■ **Zu erledigende Arbeit**: Kopieren Sie die gesamte nachstehende Auflistung Zeile für Zeile unverändert. Lassen Sie dabei die Bilder weg.

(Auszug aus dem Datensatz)
========================

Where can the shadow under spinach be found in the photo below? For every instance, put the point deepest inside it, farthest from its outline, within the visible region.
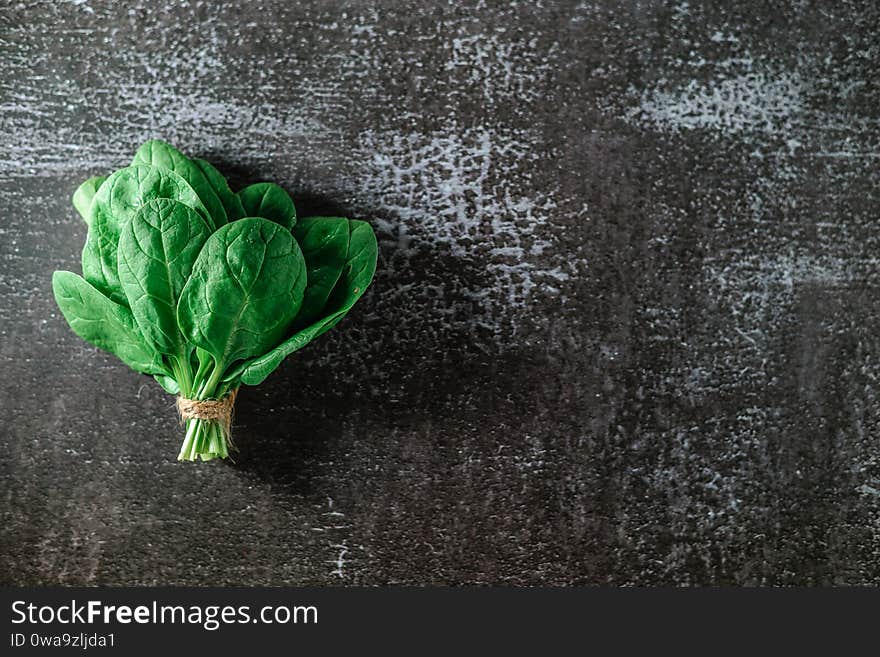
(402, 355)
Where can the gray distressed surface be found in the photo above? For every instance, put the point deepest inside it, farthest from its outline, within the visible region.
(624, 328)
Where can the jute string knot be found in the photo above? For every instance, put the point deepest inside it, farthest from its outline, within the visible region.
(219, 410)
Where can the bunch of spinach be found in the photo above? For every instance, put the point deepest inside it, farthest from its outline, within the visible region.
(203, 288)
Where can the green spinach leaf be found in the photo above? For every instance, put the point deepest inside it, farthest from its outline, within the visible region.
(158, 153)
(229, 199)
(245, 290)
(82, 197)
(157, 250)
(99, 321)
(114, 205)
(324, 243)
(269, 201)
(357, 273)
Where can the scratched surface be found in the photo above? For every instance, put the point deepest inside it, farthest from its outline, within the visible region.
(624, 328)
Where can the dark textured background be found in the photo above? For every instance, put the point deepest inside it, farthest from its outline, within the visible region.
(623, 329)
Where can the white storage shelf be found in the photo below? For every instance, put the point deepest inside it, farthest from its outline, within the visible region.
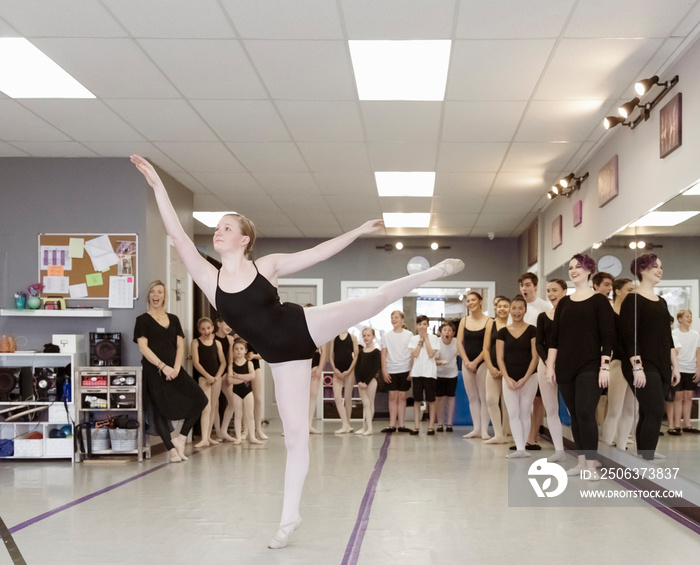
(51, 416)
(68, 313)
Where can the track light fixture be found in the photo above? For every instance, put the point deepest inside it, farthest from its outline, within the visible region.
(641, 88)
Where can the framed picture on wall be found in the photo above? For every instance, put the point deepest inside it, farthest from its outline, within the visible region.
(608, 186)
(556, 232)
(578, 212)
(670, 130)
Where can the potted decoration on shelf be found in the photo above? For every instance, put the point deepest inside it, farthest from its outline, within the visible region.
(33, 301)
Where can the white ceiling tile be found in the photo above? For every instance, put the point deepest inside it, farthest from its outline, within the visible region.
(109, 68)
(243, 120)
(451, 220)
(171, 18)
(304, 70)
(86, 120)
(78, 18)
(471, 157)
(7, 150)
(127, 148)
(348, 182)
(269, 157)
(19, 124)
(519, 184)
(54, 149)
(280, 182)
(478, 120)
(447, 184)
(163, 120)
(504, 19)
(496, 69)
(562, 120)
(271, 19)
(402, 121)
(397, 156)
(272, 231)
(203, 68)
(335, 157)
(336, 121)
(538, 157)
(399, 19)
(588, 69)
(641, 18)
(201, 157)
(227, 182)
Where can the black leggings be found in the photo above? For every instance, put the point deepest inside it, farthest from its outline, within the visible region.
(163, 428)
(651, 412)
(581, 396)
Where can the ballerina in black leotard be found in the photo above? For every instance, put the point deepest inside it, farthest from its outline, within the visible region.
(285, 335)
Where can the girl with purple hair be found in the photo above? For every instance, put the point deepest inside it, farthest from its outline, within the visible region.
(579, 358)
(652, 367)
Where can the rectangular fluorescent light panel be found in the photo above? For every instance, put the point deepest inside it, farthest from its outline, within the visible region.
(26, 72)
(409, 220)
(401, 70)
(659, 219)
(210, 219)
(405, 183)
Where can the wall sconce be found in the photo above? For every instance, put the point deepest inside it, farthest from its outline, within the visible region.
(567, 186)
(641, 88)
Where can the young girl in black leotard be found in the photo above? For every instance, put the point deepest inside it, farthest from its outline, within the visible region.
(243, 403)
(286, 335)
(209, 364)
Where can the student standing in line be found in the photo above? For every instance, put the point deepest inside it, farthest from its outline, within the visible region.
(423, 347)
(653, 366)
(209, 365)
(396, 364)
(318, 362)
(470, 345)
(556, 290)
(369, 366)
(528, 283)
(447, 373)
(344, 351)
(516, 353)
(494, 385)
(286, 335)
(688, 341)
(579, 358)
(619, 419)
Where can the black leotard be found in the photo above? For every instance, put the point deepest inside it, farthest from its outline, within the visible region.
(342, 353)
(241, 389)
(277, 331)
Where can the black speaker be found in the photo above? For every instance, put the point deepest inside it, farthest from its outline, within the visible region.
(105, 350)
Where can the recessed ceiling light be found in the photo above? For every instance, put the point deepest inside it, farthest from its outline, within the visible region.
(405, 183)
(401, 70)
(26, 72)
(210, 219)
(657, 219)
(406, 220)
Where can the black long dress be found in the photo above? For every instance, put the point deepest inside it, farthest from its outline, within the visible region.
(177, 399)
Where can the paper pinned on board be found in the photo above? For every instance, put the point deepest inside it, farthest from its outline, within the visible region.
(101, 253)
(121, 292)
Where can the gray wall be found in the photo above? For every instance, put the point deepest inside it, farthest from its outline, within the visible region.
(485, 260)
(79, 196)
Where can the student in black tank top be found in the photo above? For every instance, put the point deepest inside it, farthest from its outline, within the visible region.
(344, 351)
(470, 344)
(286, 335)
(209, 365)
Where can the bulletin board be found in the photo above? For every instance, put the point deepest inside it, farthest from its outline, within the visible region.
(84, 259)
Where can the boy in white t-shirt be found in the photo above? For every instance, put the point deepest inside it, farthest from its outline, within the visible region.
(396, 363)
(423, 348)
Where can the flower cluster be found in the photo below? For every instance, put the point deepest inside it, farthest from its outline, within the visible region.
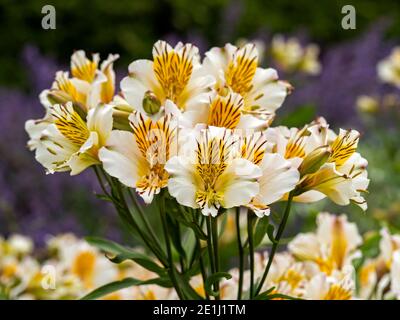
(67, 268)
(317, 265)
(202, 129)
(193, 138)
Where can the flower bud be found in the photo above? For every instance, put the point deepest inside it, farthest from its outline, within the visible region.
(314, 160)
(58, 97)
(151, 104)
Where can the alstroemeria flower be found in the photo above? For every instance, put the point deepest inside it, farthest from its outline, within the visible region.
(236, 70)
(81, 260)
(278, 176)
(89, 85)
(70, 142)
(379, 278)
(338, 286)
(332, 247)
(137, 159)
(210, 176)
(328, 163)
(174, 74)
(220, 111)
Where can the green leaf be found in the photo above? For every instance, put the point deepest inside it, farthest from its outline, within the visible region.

========================

■ **Schriftliche Antwort**:
Where can the shadow under spinach be found in the photo below? For every instance, put the point deepest inside it, farthest from its outline, within the visible region.
(402, 355)
Where can the gray distressed surface be found in the photo above? For every instance, put the point deepest inside it, farthest from its outline, within the visible region.
(624, 328)
Where can the jute string knot be found in the photo above? For every instance, put the point deepest inside it, farthest from its outline, within the visible region.
(219, 410)
Where can the bunch of spinach be found in the photo above? For every instance, put the point deepest inside it, farthest from its outline, within the visible region.
(203, 288)
Where can the green spinach leaf be found in the photo above? For every instance, put the point deepest inside it, farthest from its outline, within the visible region.
(158, 153)
(229, 199)
(245, 290)
(82, 197)
(157, 250)
(99, 321)
(114, 205)
(324, 243)
(269, 201)
(357, 273)
Where can the scratched surface be found in the photo above? For every instance, put the point deepest inside it, farthest from its outline, within the visible region.
(624, 328)
Where can the dark textured background be found in the photo above? For every instance, put the point deepest inside it, farthest from its outline, within the visible region.
(623, 329)
Where can the white storage shelf be found in the photo below? For every instance, put the point deepest inside it, farthest from its outline, within the visible region.
(51, 416)
(68, 313)
Where can the track light fixture be found in the photo above? For every instance, put the point deepest inside it, farthest from its outline, within the visible region.
(641, 88)
Where can the framed picture on wall be found in the photo above? For every instance, put the point deepest inside it, farthest from its outline, within the visible region.
(608, 186)
(556, 232)
(578, 212)
(670, 130)
Where can the potted decoration on shelf be found in the photo above? For every instance, put the point deepest inside it, farthest from its outline, within the visible region.
(33, 301)
Where can the white ceiling tile be found in the photo above? For every instance, put the point deepest inside it, farthest from its outline, within the visible region.
(109, 68)
(243, 120)
(451, 220)
(171, 18)
(304, 70)
(86, 120)
(78, 18)
(471, 157)
(7, 150)
(127, 148)
(348, 182)
(269, 157)
(19, 124)
(519, 184)
(54, 149)
(280, 182)
(478, 120)
(447, 184)
(163, 120)
(504, 19)
(496, 69)
(562, 120)
(271, 19)
(402, 121)
(397, 156)
(272, 231)
(203, 68)
(335, 157)
(336, 121)
(538, 157)
(399, 19)
(588, 69)
(641, 18)
(201, 157)
(227, 182)
Where can the black leggings be found in the photo above? For every instance, put the point deepest inside it, farthest from its outline, within the visible region.
(163, 428)
(651, 412)
(581, 396)
Where can the ballerina in black leotard be found in the photo above? For every instance, put the point deepest inside it, farthest from its outline, within the visible region.
(285, 335)
Where can the girl with purple hair be found in the photo above? For every instance, put the point deepest inside it, farthest from its outline, within the visible region.
(579, 358)
(652, 367)
Where can the rectangular fluorescent light panel be found in the photo above? For every instance, put the point deepest inside it, farthest from its outline, within the visible region.
(26, 72)
(409, 220)
(401, 70)
(659, 219)
(210, 219)
(405, 183)
Where can the wall sconce be found in the photo above? For every instance, put the point deepest inside it, farthest from its outline, within the visible region.
(567, 186)
(641, 88)
Where can the young girl in black leotard be found in the photo above? For every instance, put the point deepest inside it, farthest from its outline, within the visible region.
(243, 403)
(286, 335)
(209, 364)
Where can the student standing in line be found in the photo above? For every instance, put the point deepest inside it, farthest from its outline, within the visible region.
(423, 347)
(653, 366)
(209, 365)
(396, 364)
(318, 362)
(470, 345)
(556, 290)
(369, 366)
(528, 283)
(447, 373)
(344, 351)
(516, 353)
(494, 385)
(286, 335)
(688, 341)
(579, 358)
(619, 419)
Where can the black leotard be found in the photo above? For every instance, put the point deepest inside it, farthest from its outline, within the visible region.
(342, 353)
(241, 389)
(277, 331)
Where can the black speaker be found in the photo above? For every instance, put the point deepest inside it, farthest from its outline, within the visible region.
(105, 350)
Where can the recessed ceiling light be found in the photo above? For every instance, put the point deepest inside it, farthest from its outline, within the visible region.
(405, 183)
(401, 70)
(26, 72)
(210, 219)
(657, 219)
(406, 220)
Where can the black long dress be found in the photo above? For every instance, put the point deepest inside it, farthest from its outline, within the visible region.
(177, 399)
Where can the paper pinned on board be found in the photo above? For every instance, put the point deepest inside it, farthest from its outline, within the visible region.
(101, 253)
(121, 292)
Where can the gray wall be found in the photo above? For every instance, put the point deepest inside it, farthest from its outline, within the visible region.
(485, 260)
(79, 196)
Where can the student in black tank top be found in the photo above? For every instance, put the point deepest inside it, farthest from its outline, within the visible region.
(344, 351)
(470, 344)
(286, 335)
(209, 365)
Where can the bulletin board be found in the photo above? For every instance, put the point deepest inside it, farthest from its outline, within the visible region.
(84, 259)
Where can the boy in white t-shirt be found in the photo above? For every instance, put the point deepest inside it, farthest from its outline, within the visible region.
(396, 363)
(423, 348)
Where can the flower cluster be found in the photo below? For every instance, put the point deepest inside it, farthest from its outline, within the visible region.
(67, 268)
(317, 265)
(202, 129)
(193, 138)
Where can the flower bud be found in the photo above? For every instance, put the point deepest inside it, farthest from its outline, within the visible region.
(314, 160)
(58, 97)
(151, 104)
Where can the alstroemeria flower be found in the photo above? For every instance, put the point deepest inside it, farthest from its outline, within the visible region.
(236, 70)
(81, 260)
(278, 176)
(89, 85)
(70, 142)
(379, 278)
(338, 286)
(332, 247)
(137, 159)
(210, 176)
(328, 163)
(174, 74)
(220, 111)
Where can the green leaf be found in the photo above? For every instance, put the point deepest inside it, farthest from its outline, within the visible region.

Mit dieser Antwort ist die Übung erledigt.